WHAT THE TASK ASKS :: Copy the entries below word for word, from the very start through the line that contains "[[378, 240], [259, 255], [118, 239], [151, 296], [405, 254]]", both ends included.

====================

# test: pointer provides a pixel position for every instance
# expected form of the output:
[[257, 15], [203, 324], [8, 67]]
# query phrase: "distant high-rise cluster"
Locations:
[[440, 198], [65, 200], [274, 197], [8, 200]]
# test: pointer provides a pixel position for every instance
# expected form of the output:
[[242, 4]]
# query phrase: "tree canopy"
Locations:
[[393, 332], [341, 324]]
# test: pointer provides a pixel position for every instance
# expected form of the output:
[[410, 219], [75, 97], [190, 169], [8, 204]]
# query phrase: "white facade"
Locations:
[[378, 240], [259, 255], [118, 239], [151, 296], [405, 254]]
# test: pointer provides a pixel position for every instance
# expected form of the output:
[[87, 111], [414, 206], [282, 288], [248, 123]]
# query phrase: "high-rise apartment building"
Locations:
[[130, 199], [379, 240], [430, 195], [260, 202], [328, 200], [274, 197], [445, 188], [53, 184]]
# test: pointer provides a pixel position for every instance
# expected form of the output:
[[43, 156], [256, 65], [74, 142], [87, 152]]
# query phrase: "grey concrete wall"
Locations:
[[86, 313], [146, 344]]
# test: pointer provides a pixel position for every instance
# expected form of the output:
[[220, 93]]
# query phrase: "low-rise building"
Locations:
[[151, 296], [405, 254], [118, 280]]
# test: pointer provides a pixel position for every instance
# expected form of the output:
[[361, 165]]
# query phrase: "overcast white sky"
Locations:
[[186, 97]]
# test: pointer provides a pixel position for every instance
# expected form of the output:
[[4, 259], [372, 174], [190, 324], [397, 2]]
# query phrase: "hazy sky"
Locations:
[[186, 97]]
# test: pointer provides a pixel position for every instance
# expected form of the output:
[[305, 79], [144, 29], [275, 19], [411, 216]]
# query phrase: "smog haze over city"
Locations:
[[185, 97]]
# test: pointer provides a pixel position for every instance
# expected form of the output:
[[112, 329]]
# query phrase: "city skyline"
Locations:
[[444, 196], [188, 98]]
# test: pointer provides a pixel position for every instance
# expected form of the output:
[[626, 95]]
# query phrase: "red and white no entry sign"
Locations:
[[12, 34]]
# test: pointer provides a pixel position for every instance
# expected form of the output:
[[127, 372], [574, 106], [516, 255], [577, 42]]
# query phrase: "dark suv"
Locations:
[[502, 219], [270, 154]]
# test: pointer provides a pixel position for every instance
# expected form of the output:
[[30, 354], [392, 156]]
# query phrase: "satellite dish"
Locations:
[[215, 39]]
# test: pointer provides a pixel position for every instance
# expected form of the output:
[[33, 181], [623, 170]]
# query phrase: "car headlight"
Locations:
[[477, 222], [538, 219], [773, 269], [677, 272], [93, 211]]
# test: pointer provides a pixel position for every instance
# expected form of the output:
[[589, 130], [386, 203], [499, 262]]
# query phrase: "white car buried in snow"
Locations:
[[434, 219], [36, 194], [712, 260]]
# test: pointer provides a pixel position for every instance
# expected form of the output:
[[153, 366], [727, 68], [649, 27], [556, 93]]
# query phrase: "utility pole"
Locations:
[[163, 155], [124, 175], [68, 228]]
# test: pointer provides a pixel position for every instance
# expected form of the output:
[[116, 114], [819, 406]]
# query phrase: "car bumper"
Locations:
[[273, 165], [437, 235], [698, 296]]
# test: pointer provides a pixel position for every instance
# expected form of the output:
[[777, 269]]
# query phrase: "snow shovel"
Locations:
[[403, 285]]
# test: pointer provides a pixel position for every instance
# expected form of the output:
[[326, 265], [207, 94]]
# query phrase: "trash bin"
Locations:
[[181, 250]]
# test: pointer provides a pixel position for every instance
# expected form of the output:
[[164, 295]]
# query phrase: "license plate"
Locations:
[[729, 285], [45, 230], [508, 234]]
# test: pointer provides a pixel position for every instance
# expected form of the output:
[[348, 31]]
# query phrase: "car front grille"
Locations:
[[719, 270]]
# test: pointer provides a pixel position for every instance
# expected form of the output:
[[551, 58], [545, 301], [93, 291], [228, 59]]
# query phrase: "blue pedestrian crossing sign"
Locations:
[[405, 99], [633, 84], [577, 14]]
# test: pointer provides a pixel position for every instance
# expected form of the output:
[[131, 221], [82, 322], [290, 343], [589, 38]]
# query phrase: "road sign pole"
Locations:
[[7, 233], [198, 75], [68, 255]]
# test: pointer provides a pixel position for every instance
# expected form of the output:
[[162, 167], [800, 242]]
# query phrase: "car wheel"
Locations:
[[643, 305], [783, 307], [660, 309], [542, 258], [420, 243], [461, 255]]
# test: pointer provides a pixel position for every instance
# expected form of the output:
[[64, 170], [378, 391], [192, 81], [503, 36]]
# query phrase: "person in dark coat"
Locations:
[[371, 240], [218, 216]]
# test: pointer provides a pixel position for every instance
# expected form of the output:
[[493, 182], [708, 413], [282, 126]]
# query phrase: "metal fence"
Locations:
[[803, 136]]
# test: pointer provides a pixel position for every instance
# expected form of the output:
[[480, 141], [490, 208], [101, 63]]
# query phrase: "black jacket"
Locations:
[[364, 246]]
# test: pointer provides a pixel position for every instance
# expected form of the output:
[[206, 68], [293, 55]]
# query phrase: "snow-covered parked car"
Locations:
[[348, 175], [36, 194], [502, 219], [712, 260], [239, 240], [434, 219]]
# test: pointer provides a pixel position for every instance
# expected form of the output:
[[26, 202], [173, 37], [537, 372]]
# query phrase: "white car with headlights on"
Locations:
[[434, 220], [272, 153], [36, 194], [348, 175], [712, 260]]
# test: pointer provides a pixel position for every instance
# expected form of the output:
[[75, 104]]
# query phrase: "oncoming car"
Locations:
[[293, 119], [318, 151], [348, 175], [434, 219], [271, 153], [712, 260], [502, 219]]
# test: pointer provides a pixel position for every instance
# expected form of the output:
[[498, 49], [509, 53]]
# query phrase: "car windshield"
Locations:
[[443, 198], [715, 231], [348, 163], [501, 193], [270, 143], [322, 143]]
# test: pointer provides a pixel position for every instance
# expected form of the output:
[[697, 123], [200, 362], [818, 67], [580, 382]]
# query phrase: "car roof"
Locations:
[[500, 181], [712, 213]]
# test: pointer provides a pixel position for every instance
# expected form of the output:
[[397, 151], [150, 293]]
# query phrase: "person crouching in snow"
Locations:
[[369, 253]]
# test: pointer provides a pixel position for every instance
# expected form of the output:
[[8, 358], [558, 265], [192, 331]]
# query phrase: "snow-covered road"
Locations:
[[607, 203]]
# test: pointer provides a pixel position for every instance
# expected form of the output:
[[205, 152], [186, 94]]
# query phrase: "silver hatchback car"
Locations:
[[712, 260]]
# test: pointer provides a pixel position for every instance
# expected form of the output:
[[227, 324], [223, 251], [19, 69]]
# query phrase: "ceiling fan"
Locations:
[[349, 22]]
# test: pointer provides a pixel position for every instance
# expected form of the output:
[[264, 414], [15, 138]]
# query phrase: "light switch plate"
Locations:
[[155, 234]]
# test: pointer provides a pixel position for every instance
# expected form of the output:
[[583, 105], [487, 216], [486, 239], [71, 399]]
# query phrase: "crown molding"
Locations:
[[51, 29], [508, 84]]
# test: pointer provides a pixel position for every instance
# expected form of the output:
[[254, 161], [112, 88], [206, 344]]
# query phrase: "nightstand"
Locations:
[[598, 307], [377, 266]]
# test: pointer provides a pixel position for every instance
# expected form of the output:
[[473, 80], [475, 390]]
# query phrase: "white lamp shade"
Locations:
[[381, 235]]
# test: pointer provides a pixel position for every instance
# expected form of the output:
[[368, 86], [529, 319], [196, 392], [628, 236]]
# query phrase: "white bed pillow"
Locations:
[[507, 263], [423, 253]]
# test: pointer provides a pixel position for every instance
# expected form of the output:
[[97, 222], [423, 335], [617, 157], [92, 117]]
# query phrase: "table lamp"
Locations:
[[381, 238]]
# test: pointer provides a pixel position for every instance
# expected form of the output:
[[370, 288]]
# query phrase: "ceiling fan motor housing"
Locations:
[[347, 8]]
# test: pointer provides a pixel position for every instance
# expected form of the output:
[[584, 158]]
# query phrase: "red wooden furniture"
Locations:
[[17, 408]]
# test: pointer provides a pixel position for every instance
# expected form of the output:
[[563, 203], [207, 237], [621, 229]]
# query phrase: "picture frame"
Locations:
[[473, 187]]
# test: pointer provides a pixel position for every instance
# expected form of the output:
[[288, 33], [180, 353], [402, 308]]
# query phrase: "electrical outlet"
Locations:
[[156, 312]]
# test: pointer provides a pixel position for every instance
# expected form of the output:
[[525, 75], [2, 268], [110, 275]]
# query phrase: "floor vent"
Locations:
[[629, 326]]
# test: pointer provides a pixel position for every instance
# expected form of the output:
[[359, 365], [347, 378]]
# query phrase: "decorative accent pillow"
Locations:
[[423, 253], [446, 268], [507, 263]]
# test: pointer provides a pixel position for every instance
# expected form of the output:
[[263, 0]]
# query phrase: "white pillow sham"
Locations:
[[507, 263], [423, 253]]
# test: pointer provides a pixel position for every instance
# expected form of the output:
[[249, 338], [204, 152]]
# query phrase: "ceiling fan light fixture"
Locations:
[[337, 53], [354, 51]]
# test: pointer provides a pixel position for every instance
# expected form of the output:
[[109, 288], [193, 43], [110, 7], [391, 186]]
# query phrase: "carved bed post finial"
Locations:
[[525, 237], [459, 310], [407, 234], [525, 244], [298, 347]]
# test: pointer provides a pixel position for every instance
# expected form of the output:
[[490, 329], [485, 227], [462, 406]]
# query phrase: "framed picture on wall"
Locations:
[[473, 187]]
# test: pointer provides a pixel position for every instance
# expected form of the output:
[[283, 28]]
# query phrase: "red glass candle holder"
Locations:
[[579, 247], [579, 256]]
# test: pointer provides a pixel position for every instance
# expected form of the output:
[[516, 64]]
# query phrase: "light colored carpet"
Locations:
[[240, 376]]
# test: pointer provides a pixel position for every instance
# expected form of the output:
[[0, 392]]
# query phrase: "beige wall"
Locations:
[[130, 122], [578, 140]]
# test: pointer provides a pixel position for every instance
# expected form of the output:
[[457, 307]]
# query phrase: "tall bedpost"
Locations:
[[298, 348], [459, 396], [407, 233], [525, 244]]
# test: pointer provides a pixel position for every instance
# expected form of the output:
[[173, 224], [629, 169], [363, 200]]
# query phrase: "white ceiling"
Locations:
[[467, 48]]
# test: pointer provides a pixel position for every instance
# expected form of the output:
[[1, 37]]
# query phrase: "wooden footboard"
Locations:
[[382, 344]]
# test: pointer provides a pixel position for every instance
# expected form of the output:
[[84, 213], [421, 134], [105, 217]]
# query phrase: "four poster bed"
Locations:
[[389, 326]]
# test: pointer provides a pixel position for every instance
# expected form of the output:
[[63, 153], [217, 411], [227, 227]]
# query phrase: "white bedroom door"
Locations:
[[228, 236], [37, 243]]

====================

RESULT FOR THIS TASK ::
# test: pointer provides a pixel position for every instance
# expected form of the output:
[[257, 15], [203, 324], [8, 67]]
# query phrase: "distant high-rise cluster"
Locations:
[[440, 198], [65, 200], [274, 197], [8, 200]]
# test: pointer provides a pixel position for every instance
# expected form of the output:
[[242, 4]]
# query phrase: "tree canopy"
Locations:
[[393, 332], [341, 324]]
# test: pointer provides a pixel position for every instance
# expected form of the output:
[[410, 219], [75, 97], [190, 169], [8, 204]]
# query phrase: "white facade"
Locations:
[[378, 240], [259, 255], [118, 239], [151, 296], [405, 254]]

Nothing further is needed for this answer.